== Task objective ==
Can you reproduce, word for word, the part of the post on the AI evaluation CLI tool that opens with the words containing "Following up on" and closes with "without per-ecosystem packages."?

== Document passage ==
[Start of section]

Following up on the previous post about evaluating AI responses in .NET, I built a CLI tool that wraps Microsoft.Extensions.AI.Evaluation into a single binary usable from any language. Repository: github.com/ypyl/ai-eval-cli.

Why

Microsoft’s AI evaluation story is split across two separate products: Microsoft.Extensions.AI.Evaluation (NuGet, local library, .NET only) and azure-ai-evaluation (PyPI, cloud service, Python only). There is no .NET SDK for the Foundry cloud evaluation service, and the REST API doesn’t expose row-level results programmatically. R has no SDK at all.

A single CLI binary that any language can call via subprocess or stdin pipe solves this without per-ecosystem packages.

Why a console app, not a service

A REST API was the other option. It would be language-agnostic by definition and offer centralized management. The trade-offs that pushed toward a CLI:

  • No operational burden. A service means owning auth, availability, rate limiting, scaling, cost attribution. A CLI binary has none of this — teams run it in their own CI pipelines.
  • No CI dependency. If a central evaluation service goes down, other teams’ builds can’t run. A CLI fails only if the team’s own machine fails.
  • Latency. Each LLM-based evaluator call takes 1–5 seconds. Over HTTP, this compounds. A local process avoids network round-trips.
  • Long-running evaluations are fine in a CLI. 30 scenarios × 5 evaluators with parallel execution takes 5–8 minutes. CI runners handle that naturally.

The engine library (AiEvalCli.Engine) is separated from the CLI entry point. When centralization becomes necessary, the same EvalEngine.RunAsync() method can power an ASP.NET REST API. The CLI is the first delivery vehicle, not the final architecture.

Judge model constraint

The quality evaluators (RelevanceEvaluator, CoherenceEvaluator, etc.) are LLM-as-judge: they send the conversation and response to another model for scoring. Microsoft’s evaluator prompts were tuned against GPT-4o and GPT-4.1.

From the official docs:

“The evaluation prompts… have been tuned and tested against OpenAI models such as GPT-4o and GPT-4.1. It is possible to use other models… however, the performance of those models against the evaluation prompts may vary and may be especially poor for smaller / local models.”

[End of section]

(Stored records)

[Start of section]

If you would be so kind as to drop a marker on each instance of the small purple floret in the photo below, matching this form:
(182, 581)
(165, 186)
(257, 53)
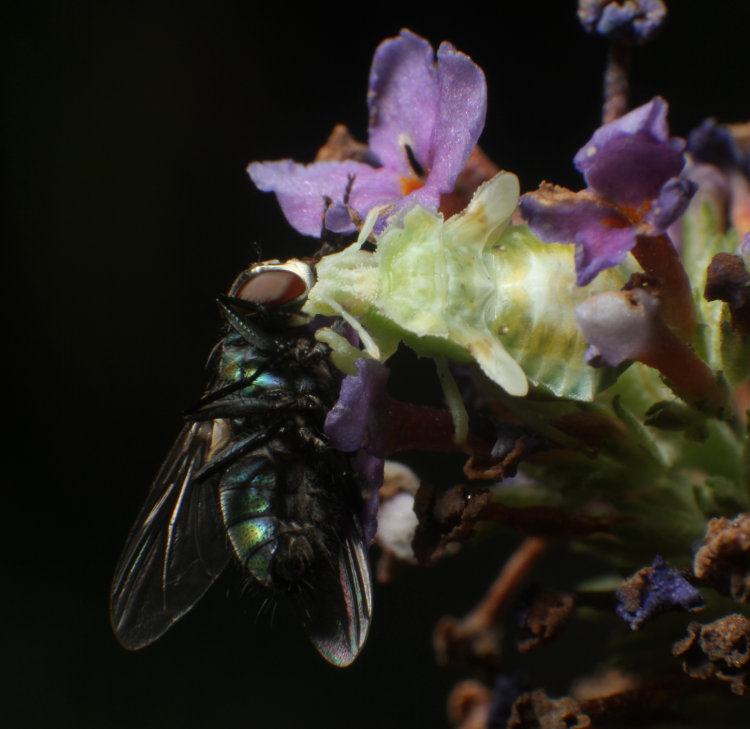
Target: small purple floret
(602, 235)
(672, 201)
(643, 17)
(357, 425)
(435, 110)
(631, 167)
(654, 590)
(628, 160)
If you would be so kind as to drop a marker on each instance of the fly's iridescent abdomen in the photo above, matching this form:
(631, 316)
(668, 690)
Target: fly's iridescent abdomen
(252, 478)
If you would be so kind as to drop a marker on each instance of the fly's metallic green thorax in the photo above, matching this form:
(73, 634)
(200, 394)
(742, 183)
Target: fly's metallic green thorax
(252, 479)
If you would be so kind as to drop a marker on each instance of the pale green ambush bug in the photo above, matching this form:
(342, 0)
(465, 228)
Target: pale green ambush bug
(469, 289)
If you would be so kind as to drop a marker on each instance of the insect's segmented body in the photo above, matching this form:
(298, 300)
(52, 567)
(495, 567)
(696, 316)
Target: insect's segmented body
(251, 475)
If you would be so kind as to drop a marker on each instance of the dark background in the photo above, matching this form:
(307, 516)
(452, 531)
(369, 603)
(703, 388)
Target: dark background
(126, 130)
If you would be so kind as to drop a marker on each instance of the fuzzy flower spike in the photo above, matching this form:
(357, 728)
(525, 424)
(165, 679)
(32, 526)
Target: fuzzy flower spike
(631, 167)
(425, 119)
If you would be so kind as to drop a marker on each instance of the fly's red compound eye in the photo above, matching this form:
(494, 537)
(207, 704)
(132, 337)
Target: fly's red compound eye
(275, 284)
(273, 288)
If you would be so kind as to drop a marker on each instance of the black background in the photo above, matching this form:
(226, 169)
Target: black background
(126, 130)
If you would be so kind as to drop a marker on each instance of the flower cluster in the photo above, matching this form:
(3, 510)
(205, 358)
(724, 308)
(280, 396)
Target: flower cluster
(593, 347)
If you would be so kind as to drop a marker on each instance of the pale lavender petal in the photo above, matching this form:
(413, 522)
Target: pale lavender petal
(462, 109)
(603, 236)
(403, 101)
(674, 198)
(621, 325)
(628, 160)
(301, 189)
(358, 419)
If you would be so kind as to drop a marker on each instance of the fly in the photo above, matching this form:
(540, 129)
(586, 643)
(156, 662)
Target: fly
(252, 478)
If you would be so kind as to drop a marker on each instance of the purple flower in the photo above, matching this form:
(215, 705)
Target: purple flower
(643, 17)
(631, 167)
(357, 424)
(425, 119)
(654, 590)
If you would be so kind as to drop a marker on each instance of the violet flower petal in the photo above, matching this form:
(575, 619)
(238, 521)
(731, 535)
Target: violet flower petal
(403, 101)
(301, 189)
(628, 160)
(436, 109)
(358, 419)
(460, 119)
(654, 590)
(602, 234)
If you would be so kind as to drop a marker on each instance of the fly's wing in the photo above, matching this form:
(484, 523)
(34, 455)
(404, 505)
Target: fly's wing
(177, 547)
(337, 617)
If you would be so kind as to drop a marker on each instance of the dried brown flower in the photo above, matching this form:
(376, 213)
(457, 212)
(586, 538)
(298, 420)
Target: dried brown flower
(546, 616)
(718, 650)
(728, 279)
(723, 559)
(444, 517)
(537, 711)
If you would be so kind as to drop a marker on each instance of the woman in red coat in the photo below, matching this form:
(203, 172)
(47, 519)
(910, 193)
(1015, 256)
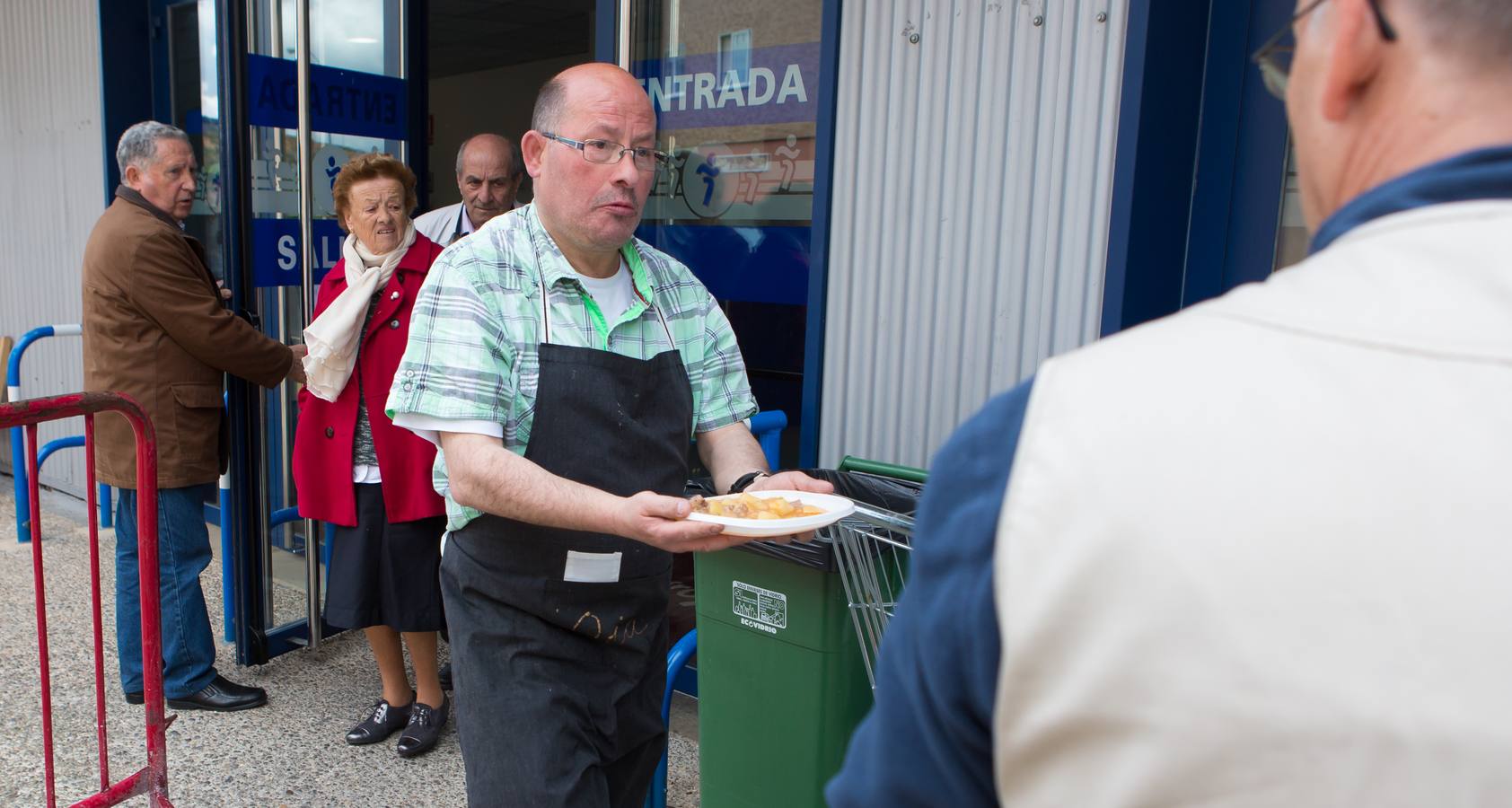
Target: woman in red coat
(360, 472)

[End of section]

== Result of this task ==
Following up on the previous post about evaluating AI responses in .NET, I built a CLI tool that wraps Microsoft.Extensions.AI.Evaluation into a single binary usable from any language. Repository: github.com/ypyl/ai-eval-cli.

Why

Microsoft’s AI evaluation story is split across two separate products: Microsoft.Extensions.AI.Evaluation (NuGet, local library, .NET only) and azure-ai-evaluation (PyPI, cloud service, Python only). There is no .NET SDK for the Foundry cloud evaluation service, and the REST API doesn’t expose row-level results programmatically. R has no SDK at all.

A single CLI binary that any language can call via subprocess or stdin pipe solves this without per-ecosystem packages.